Can you repeat everything in the listing below, from its start down to the line containing "left=94, top=135, right=141, bottom=175", with both ends included? Leave the pictures out of your answer.

__Exercise materials__
··········
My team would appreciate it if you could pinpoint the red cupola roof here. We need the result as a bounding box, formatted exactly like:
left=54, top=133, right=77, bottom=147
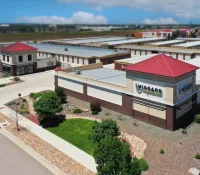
left=1, top=42, right=38, bottom=52
left=124, top=54, right=199, bottom=78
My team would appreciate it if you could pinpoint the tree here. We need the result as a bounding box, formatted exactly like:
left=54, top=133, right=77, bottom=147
left=55, top=87, right=67, bottom=103
left=34, top=92, right=62, bottom=123
left=89, top=119, right=120, bottom=143
left=94, top=135, right=141, bottom=175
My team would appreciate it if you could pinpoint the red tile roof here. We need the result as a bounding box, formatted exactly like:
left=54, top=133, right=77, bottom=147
left=124, top=54, right=199, bottom=78
left=1, top=42, right=37, bottom=52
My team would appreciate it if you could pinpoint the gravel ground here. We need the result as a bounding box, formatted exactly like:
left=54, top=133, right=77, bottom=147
left=65, top=97, right=200, bottom=175
left=0, top=115, right=94, bottom=175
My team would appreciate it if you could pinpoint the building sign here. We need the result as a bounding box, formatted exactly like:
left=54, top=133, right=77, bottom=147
left=136, top=83, right=163, bottom=97
left=179, top=83, right=192, bottom=95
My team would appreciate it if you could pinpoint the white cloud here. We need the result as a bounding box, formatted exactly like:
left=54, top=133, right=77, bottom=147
left=15, top=11, right=108, bottom=24
left=58, top=0, right=200, bottom=19
left=141, top=18, right=178, bottom=25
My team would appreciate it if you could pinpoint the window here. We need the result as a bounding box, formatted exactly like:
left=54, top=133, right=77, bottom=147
left=28, top=55, right=32, bottom=61
left=18, top=56, right=23, bottom=62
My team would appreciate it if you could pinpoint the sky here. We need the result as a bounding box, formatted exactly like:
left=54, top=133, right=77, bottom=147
left=0, top=0, right=200, bottom=24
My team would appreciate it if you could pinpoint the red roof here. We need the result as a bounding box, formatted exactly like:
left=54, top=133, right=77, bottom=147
left=1, top=42, right=37, bottom=52
left=124, top=54, right=199, bottom=78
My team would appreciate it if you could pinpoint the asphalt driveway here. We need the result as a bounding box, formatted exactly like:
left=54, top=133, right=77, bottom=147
left=0, top=134, right=53, bottom=175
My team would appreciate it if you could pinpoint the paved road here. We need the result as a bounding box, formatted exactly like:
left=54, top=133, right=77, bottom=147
left=0, top=134, right=53, bottom=175
left=0, top=71, right=54, bottom=107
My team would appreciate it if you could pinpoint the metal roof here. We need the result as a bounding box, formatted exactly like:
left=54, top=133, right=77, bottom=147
left=176, top=38, right=200, bottom=41
left=58, top=37, right=127, bottom=44
left=116, top=45, right=195, bottom=54
left=115, top=54, right=158, bottom=64
left=103, top=38, right=165, bottom=46
left=173, top=41, right=200, bottom=48
left=149, top=40, right=185, bottom=46
left=70, top=68, right=126, bottom=87
left=124, top=54, right=199, bottom=78
left=29, top=44, right=127, bottom=58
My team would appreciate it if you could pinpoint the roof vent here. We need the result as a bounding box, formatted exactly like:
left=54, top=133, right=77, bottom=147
left=76, top=70, right=82, bottom=75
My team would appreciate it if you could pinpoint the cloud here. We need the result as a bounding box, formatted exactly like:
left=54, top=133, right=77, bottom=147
left=58, top=0, right=200, bottom=19
left=141, top=18, right=178, bottom=25
left=15, top=11, right=108, bottom=24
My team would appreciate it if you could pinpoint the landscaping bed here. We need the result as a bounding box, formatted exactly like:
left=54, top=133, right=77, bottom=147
left=0, top=114, right=94, bottom=175
left=47, top=119, right=96, bottom=155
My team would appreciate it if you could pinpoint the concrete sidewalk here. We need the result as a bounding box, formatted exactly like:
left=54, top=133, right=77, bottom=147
left=0, top=106, right=97, bottom=173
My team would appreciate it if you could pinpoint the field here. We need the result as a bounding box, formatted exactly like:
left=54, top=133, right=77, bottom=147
left=47, top=119, right=95, bottom=155
left=0, top=30, right=145, bottom=42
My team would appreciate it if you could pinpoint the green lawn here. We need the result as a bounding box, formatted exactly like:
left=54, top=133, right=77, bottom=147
left=47, top=119, right=95, bottom=155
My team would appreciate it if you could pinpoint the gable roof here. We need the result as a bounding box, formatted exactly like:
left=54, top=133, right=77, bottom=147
left=1, top=42, right=38, bottom=52
left=124, top=54, right=199, bottom=78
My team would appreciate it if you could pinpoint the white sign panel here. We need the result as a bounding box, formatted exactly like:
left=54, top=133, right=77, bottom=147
left=133, top=80, right=166, bottom=102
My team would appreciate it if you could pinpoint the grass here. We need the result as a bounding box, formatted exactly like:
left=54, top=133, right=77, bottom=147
left=0, top=30, right=143, bottom=42
left=47, top=119, right=96, bottom=155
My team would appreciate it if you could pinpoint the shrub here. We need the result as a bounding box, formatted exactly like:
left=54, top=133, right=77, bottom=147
left=138, top=158, right=149, bottom=171
left=182, top=129, right=187, bottom=134
left=14, top=77, right=20, bottom=81
left=8, top=101, right=16, bottom=106
left=55, top=87, right=67, bottom=103
left=92, top=111, right=99, bottom=115
left=90, top=103, right=101, bottom=112
left=195, top=153, right=200, bottom=160
left=89, top=119, right=120, bottom=143
left=0, top=84, right=6, bottom=88
left=194, top=114, right=200, bottom=123
left=160, top=149, right=165, bottom=154
left=22, top=98, right=27, bottom=102
left=73, top=109, right=82, bottom=114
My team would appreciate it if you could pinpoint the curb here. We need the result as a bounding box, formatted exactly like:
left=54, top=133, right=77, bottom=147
left=0, top=128, right=69, bottom=175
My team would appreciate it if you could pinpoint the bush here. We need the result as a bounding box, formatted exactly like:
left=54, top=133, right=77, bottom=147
left=194, top=114, right=200, bottom=124
left=8, top=101, right=16, bottom=106
left=0, top=84, right=6, bottom=88
left=195, top=153, right=200, bottom=160
left=22, top=98, right=27, bottom=102
left=90, top=104, right=101, bottom=112
left=160, top=149, right=165, bottom=154
left=182, top=129, right=187, bottom=134
left=92, top=111, right=99, bottom=115
left=138, top=158, right=149, bottom=171
left=34, top=92, right=62, bottom=124
left=89, top=119, right=120, bottom=143
left=14, top=77, right=20, bottom=81
left=55, top=87, right=67, bottom=103
left=73, top=109, right=82, bottom=114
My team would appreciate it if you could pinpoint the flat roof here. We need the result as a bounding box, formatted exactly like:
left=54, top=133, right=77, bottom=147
left=173, top=41, right=200, bottom=48
left=176, top=38, right=200, bottom=41
left=149, top=40, right=185, bottom=46
left=29, top=44, right=127, bottom=58
left=58, top=37, right=127, bottom=44
left=70, top=68, right=126, bottom=87
left=116, top=45, right=195, bottom=54
left=103, top=38, right=165, bottom=46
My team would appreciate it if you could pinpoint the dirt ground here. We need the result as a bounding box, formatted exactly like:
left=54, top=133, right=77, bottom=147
left=65, top=97, right=200, bottom=175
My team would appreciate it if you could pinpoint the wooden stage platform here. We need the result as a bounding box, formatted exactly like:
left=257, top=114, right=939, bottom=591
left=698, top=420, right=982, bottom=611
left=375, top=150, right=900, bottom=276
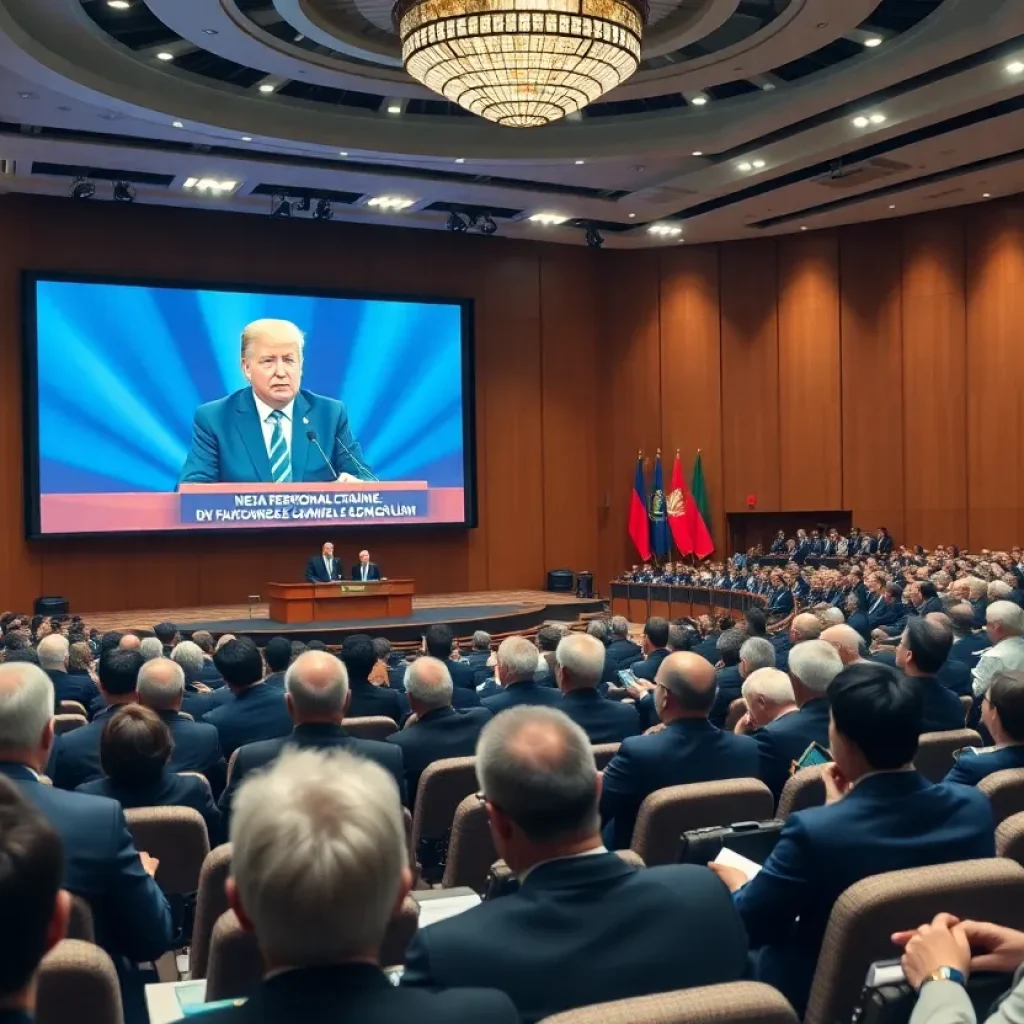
··········
__Result of this exercise__
My team would appreciate it if you could pinpoint the red cupola roof here. We need the result as a bounding box, formatted exactly like:
left=54, top=133, right=77, bottom=147
left=1, top=42, right=38, bottom=52
left=124, top=54, right=199, bottom=78
My team would appreciate it if you could pinpoint the tree here. We need the result as a bounding box, formatted exactly like:
left=54, top=133, right=77, bottom=147
left=55, top=87, right=67, bottom=103
left=34, top=92, right=62, bottom=123
left=89, top=119, right=120, bottom=143
left=94, top=135, right=141, bottom=175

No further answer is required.